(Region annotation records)

------------------------------------------------

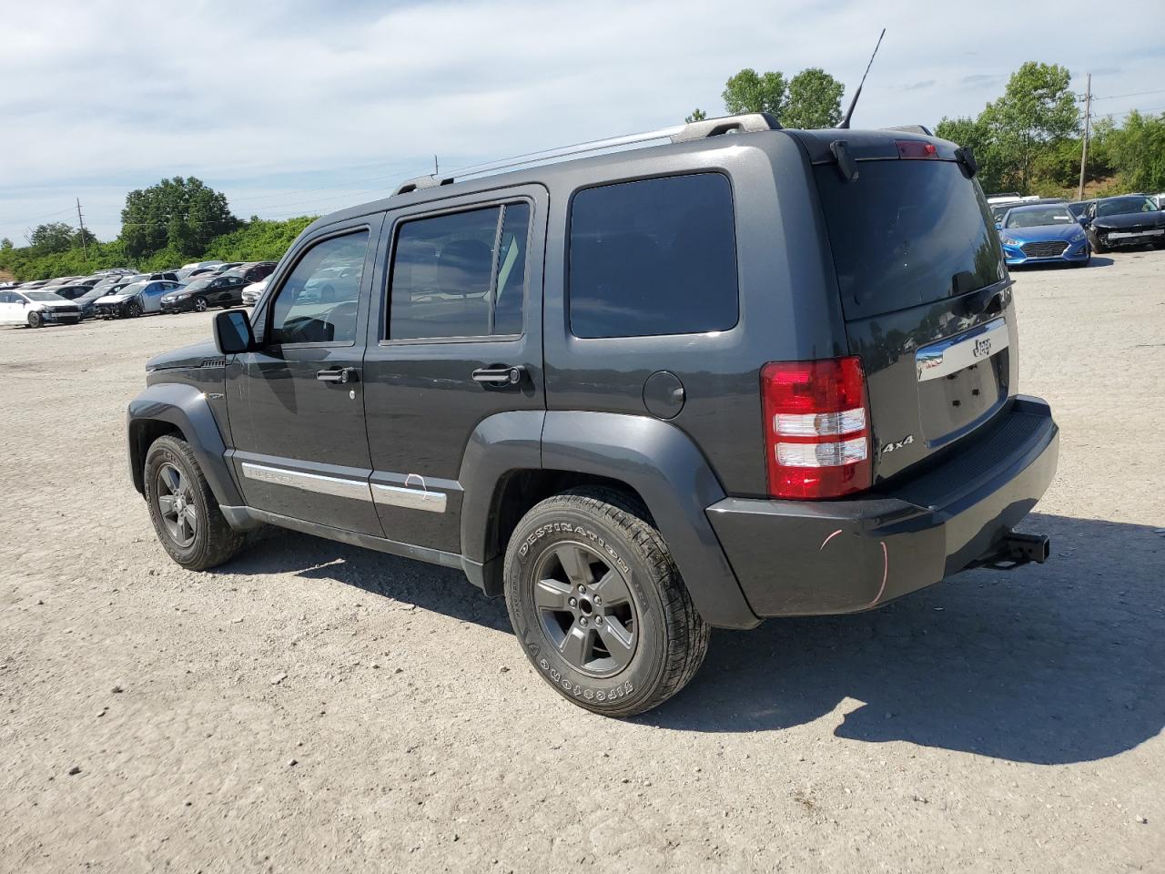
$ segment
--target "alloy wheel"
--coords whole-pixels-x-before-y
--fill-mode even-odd
[[[582,674],[609,677],[635,655],[635,597],[623,575],[587,544],[566,541],[543,557],[534,605],[550,643]]]
[[[198,512],[189,478],[167,461],[157,468],[154,492],[170,540],[182,549],[189,548],[198,534]]]

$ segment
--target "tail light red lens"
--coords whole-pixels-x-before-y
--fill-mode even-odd
[[[816,500],[870,487],[866,373],[856,355],[761,369],[769,494]]]

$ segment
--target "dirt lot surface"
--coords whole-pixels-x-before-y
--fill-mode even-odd
[[[716,632],[630,721],[458,573],[171,563],[123,415],[210,316],[0,329],[0,869],[1165,871],[1165,252],[1017,280],[1052,561]]]

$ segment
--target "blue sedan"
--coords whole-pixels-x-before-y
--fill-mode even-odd
[[[1064,203],[1014,206],[996,227],[1008,267],[1044,263],[1083,267],[1092,259],[1085,230]]]

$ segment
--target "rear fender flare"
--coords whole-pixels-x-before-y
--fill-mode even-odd
[[[466,573],[483,585],[490,554],[490,513],[497,485],[511,471],[573,471],[616,480],[647,503],[705,621],[753,628],[746,600],[705,515],[726,495],[707,461],[675,425],[614,413],[514,411],[483,420],[461,461],[465,489],[461,551]],[[496,571],[496,568],[494,569]]]

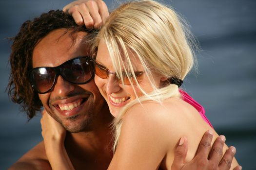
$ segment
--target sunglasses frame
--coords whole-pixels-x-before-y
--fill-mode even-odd
[[[117,80],[118,80],[118,83],[120,83],[120,84],[122,84],[122,82],[121,81],[121,79],[120,79],[118,78],[118,76],[117,75],[117,73],[116,72],[110,71],[107,68],[105,68],[103,66],[102,66],[102,65],[100,65],[97,62],[96,62],[96,61],[94,61],[94,63],[95,63],[95,74],[96,74],[97,76],[98,76],[98,77],[100,77],[101,79],[107,79],[108,78],[108,77],[109,76],[109,74],[114,74],[114,75],[115,75],[115,76],[116,77],[116,79],[117,79]],[[106,71],[105,73],[107,74],[107,76],[106,76],[106,78],[102,78],[102,77],[99,76],[99,75],[98,75],[97,74],[96,74],[96,67],[98,67],[98,68],[99,68],[99,69],[102,69]],[[139,76],[142,75],[144,72],[145,72],[145,71],[136,71],[136,72],[135,72],[134,73],[136,74],[136,74],[139,74],[138,75],[138,77]],[[137,81],[138,81],[138,79],[137,79]],[[131,85],[131,83],[130,82],[130,81],[129,81],[129,83],[128,84],[126,84],[126,83],[124,83],[124,85]],[[134,84],[134,85],[135,85],[135,84]]]
[[[92,71],[92,76],[91,76],[91,78],[88,80],[86,81],[85,83],[75,83],[72,82],[67,80],[67,79],[66,77],[65,77],[65,76],[63,76],[62,75],[62,74],[61,74],[61,72],[60,71],[60,69],[61,68],[61,66],[63,66],[63,64],[65,64],[67,62],[70,62],[71,61],[75,60],[76,60],[76,59],[80,59],[80,58],[86,58],[86,59],[88,59],[87,61],[91,62],[92,64],[93,64],[93,65],[94,65],[94,62],[92,60],[92,59],[91,58],[91,57],[87,56],[79,56],[79,57],[75,57],[75,58],[72,58],[72,59],[70,59],[69,60],[65,61],[65,62],[64,62],[62,64],[61,64],[61,65],[59,65],[58,66],[57,66],[57,67],[39,67],[33,68],[33,69],[30,70],[30,71],[29,71],[29,81],[30,81],[30,85],[31,85],[31,86],[33,87],[33,88],[35,90],[36,90],[38,93],[39,93],[39,94],[45,94],[45,93],[48,93],[49,91],[50,91],[51,90],[52,90],[52,88],[54,86],[54,85],[55,85],[55,84],[56,84],[56,82],[57,82],[56,79],[57,79],[57,78],[59,75],[61,76],[61,77],[65,80],[66,80],[66,81],[67,81],[67,82],[69,82],[70,83],[75,84],[75,85],[83,85],[83,84],[86,84],[88,83],[88,82],[89,82],[91,80],[92,80],[94,78],[94,76],[95,75],[95,66],[92,66],[92,68],[93,68],[91,69],[91,70],[90,70],[90,71]],[[51,87],[49,89],[49,90],[48,90],[44,92],[40,92],[39,90],[38,90],[38,89],[37,89],[36,87],[34,85],[34,84],[32,83],[32,82],[34,82],[32,80],[33,78],[32,78],[32,71],[34,70],[35,70],[35,69],[39,69],[39,68],[50,68],[51,69],[53,69],[53,70],[54,71],[54,72],[55,73],[55,74],[54,75],[54,80],[52,86],[51,86]]]

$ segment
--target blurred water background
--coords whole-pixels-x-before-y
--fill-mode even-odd
[[[5,170],[42,140],[39,116],[29,122],[5,92],[11,43],[21,24],[71,0],[0,0],[0,170]],[[166,1],[185,17],[202,48],[199,73],[183,88],[203,105],[226,143],[237,149],[243,170],[256,170],[256,1]],[[106,1],[114,8],[116,1]]]

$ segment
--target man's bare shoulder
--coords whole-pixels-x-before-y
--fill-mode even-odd
[[[8,170],[51,170],[45,154],[43,141],[26,153]]]

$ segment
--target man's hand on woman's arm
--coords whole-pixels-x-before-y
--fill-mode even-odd
[[[223,136],[218,136],[211,148],[213,139],[211,130],[206,132],[199,145],[197,152],[194,158],[190,162],[186,162],[185,158],[188,151],[188,141],[182,137],[175,149],[174,160],[172,165],[172,170],[228,170],[236,153],[236,148],[231,146],[222,157],[222,149],[225,141]],[[242,167],[237,166],[234,170],[241,170]]]
[[[84,24],[86,28],[99,28],[109,16],[107,5],[101,0],[76,0],[62,10],[72,16],[78,25]]]

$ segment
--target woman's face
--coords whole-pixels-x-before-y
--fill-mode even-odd
[[[132,55],[132,53],[129,54],[129,56]],[[138,59],[132,57],[131,60],[135,72],[144,71]],[[100,67],[102,66],[109,71],[113,72],[114,70],[107,46],[103,40],[100,41],[98,46],[96,62]],[[156,74],[152,74],[156,85],[158,86],[160,82],[160,76],[157,76]],[[95,81],[100,93],[108,104],[110,112],[114,117],[118,115],[123,106],[136,99],[136,95],[132,85],[123,85],[120,83],[115,74],[109,74],[105,79],[100,78],[96,74]],[[142,72],[139,77],[139,82],[140,87],[147,93],[153,90],[145,72]],[[137,85],[134,85],[134,86],[138,96],[141,96],[142,93]]]

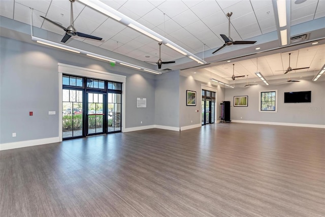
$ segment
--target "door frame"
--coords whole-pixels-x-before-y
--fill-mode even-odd
[[[214,120],[213,122],[214,123],[216,123],[217,120],[216,119],[216,118],[217,118],[217,117],[218,117],[218,118],[219,117],[219,106],[217,106],[217,105],[218,105],[219,104],[218,103],[218,89],[217,89],[215,87],[211,87],[210,86],[207,86],[206,85],[204,85],[204,84],[201,84],[201,92],[202,92],[202,90],[209,90],[209,91],[212,91],[213,92],[215,92],[215,104],[214,104]],[[202,95],[202,94],[201,94]],[[201,102],[201,108],[202,108],[202,96],[201,96],[201,99],[200,100],[200,101]],[[201,121],[200,121],[202,123],[202,117],[201,117]]]
[[[76,66],[58,63],[58,82],[59,82],[59,141],[61,142],[63,140],[62,133],[62,75],[67,74],[71,75],[76,75],[80,77],[87,77],[93,78],[100,79],[122,83],[122,117],[125,117],[125,83],[126,82],[126,76],[124,75],[113,74],[108,72],[96,70],[92,69],[79,67]],[[125,118],[122,118],[121,132],[125,131]]]

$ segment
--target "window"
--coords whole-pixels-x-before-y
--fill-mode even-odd
[[[259,92],[258,111],[276,112],[277,111],[278,93],[277,90]]]

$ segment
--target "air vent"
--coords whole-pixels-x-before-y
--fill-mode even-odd
[[[307,33],[299,36],[293,36],[290,38],[290,41],[291,43],[295,43],[306,41],[309,38],[309,33]]]

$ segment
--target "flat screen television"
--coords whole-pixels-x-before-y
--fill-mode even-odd
[[[284,103],[310,102],[311,102],[311,91],[284,92]]]

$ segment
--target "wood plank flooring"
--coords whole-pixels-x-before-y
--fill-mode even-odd
[[[325,129],[216,123],[0,152],[2,216],[325,216]]]

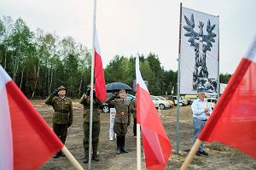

------------------------------------------------

(WRITTEN INSTRUCTION) Rewrite the records from their start through the line containing "[[[816,500],[870,487],[866,373],[856,355],[761,369],[769,494]]]", swapping "even-odd" for "nonzero" and keeping everything else the same. Omit the pictures.

(FULL SOLUTION)
$ segment
--target "alloy wheel"
--coords whole-pixels-x-before-y
--fill-mode nonzero
[[[582,674],[609,677],[635,655],[635,597],[623,575],[587,544],[566,541],[543,557],[534,605],[550,643]]]
[[[198,512],[189,478],[167,461],[157,468],[154,492],[170,540],[182,549],[189,548],[198,534]]]

$ segment
--target "tail light red lens"
--coords whole-pixels-x-before-y
--fill-mode nonzero
[[[816,500],[870,487],[866,373],[856,355],[761,369],[769,494]]]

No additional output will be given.